▸ Source material:
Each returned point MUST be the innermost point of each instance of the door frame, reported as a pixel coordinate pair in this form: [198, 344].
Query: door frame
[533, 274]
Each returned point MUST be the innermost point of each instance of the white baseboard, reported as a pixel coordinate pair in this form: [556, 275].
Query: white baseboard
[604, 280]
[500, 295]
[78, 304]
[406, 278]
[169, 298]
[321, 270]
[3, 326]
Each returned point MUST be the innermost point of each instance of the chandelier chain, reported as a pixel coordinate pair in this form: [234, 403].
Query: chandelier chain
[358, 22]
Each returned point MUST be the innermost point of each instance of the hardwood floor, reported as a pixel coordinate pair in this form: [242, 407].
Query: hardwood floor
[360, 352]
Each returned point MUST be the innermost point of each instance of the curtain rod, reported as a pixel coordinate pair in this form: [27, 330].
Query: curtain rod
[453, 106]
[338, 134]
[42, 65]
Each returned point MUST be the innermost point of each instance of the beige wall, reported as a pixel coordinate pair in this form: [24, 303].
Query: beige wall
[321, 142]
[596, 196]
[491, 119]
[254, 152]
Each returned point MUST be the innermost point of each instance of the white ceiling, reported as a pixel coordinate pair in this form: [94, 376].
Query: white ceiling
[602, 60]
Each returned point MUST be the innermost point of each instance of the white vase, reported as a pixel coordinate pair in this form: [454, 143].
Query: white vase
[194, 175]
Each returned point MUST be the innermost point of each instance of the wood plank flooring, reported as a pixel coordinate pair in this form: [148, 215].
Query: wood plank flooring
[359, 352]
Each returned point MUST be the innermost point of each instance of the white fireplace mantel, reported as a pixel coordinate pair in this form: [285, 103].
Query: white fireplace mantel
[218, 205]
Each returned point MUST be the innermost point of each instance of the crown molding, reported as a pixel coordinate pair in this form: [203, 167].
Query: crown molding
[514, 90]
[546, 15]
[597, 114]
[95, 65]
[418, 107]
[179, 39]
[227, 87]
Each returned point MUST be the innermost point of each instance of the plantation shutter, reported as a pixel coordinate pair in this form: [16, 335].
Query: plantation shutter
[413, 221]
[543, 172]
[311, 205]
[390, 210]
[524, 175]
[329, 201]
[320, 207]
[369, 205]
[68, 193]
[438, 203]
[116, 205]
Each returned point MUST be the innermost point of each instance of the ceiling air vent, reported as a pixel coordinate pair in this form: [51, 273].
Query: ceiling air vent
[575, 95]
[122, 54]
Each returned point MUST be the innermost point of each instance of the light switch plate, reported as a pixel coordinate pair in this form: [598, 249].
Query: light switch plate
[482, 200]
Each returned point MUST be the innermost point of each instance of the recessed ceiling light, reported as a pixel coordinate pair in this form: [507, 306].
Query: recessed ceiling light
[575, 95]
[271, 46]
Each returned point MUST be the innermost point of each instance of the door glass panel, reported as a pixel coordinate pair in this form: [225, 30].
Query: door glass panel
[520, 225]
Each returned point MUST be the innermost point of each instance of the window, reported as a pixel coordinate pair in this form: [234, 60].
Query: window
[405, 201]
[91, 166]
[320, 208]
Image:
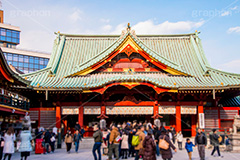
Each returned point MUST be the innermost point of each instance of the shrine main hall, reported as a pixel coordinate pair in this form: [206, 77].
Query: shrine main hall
[132, 77]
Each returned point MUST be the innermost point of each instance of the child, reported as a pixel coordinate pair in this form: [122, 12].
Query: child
[227, 143]
[124, 145]
[189, 148]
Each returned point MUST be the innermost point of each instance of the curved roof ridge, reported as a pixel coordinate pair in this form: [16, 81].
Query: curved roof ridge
[76, 68]
[224, 72]
[117, 35]
[35, 72]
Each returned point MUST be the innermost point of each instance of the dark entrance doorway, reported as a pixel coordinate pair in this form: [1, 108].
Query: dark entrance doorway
[186, 125]
[125, 118]
[70, 121]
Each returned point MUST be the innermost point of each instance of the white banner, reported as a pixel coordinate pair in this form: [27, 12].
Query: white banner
[201, 120]
[138, 110]
[188, 110]
[167, 110]
[70, 110]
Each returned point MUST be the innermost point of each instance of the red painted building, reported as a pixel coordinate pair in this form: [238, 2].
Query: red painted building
[13, 105]
[132, 77]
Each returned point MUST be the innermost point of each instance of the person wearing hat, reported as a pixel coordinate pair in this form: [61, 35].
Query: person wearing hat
[149, 147]
[201, 143]
[114, 141]
[215, 143]
[98, 139]
[141, 136]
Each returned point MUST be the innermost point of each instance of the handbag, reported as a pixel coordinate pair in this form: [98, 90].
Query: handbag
[141, 152]
[135, 140]
[163, 144]
[118, 138]
[2, 143]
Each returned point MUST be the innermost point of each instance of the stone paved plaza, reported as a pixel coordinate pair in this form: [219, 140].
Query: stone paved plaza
[86, 154]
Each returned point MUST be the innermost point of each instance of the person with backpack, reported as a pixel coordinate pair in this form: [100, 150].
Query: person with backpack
[131, 151]
[166, 152]
[201, 143]
[215, 143]
[98, 139]
[227, 143]
[68, 140]
[77, 138]
[53, 140]
[139, 146]
[25, 147]
[114, 141]
[188, 147]
[179, 140]
[149, 147]
[9, 138]
[124, 146]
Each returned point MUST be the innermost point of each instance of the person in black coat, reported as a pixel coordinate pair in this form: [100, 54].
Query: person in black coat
[47, 139]
[149, 147]
[77, 127]
[215, 143]
[1, 141]
[131, 147]
[167, 154]
[201, 143]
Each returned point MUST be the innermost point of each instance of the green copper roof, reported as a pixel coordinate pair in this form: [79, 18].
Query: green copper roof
[73, 53]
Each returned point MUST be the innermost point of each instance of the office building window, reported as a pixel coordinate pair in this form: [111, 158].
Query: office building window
[9, 35]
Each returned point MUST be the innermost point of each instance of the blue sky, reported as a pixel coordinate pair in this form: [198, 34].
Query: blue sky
[218, 21]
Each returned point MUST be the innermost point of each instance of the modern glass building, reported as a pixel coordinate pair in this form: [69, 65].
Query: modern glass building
[24, 60]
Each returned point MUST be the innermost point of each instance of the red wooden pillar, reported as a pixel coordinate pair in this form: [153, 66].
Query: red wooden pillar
[200, 110]
[65, 126]
[219, 119]
[80, 115]
[155, 109]
[194, 125]
[58, 116]
[178, 119]
[39, 115]
[103, 110]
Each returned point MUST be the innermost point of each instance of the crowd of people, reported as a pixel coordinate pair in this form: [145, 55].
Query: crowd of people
[7, 143]
[131, 139]
[147, 141]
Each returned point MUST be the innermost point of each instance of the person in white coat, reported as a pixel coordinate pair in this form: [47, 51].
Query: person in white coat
[25, 147]
[124, 146]
[179, 140]
[9, 139]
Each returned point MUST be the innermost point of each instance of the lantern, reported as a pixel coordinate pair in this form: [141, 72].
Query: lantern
[103, 124]
[157, 123]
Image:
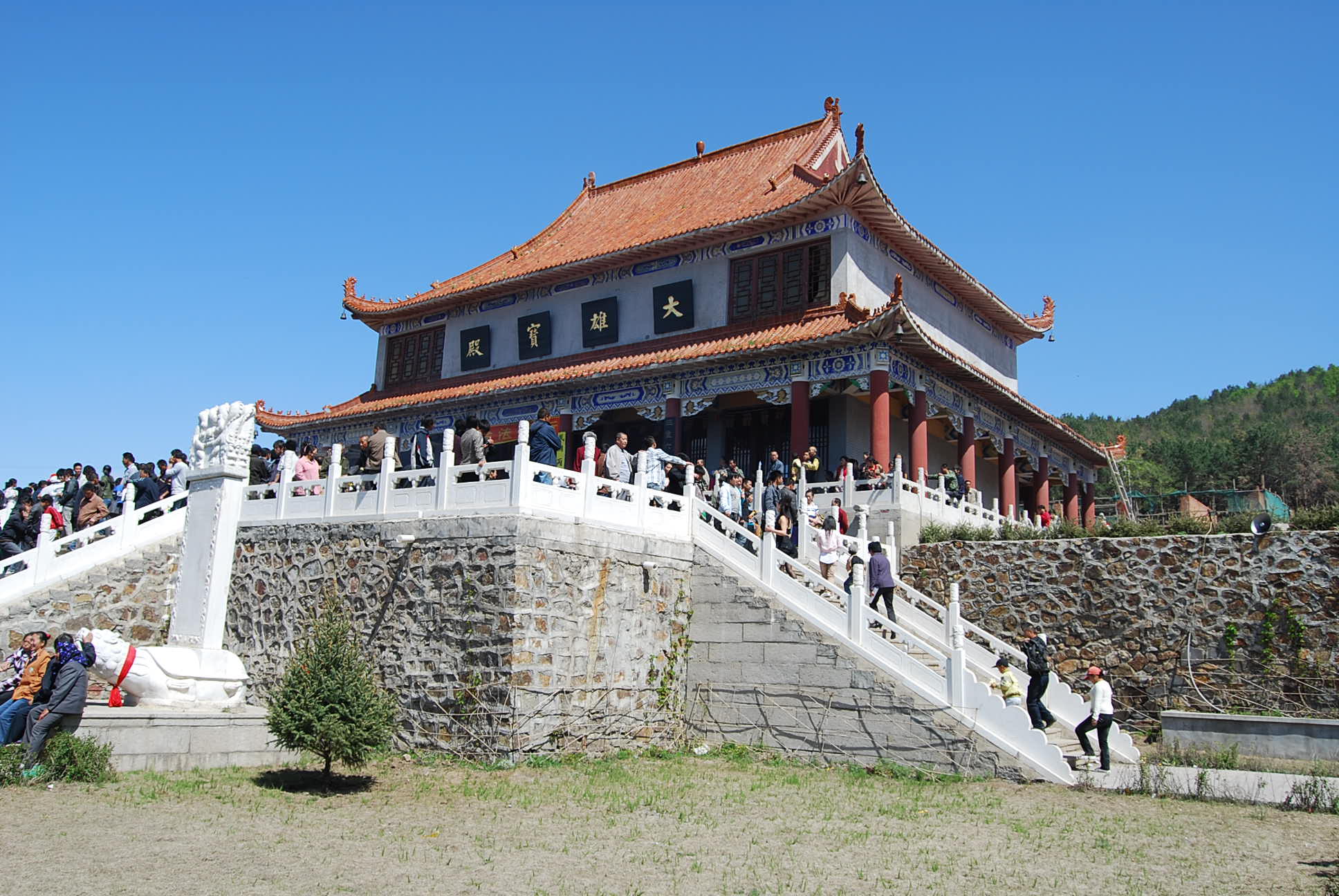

▸ What you are asked to do: From the records above, pull out every line that contains the string "ridge" and list each such line in full.

▸ The answer:
Each returned point MUST be the innermost point of each instance of the curved roof ridge, reported as a pixel coordinate pair in this form: [16, 81].
Query: curved roof ridge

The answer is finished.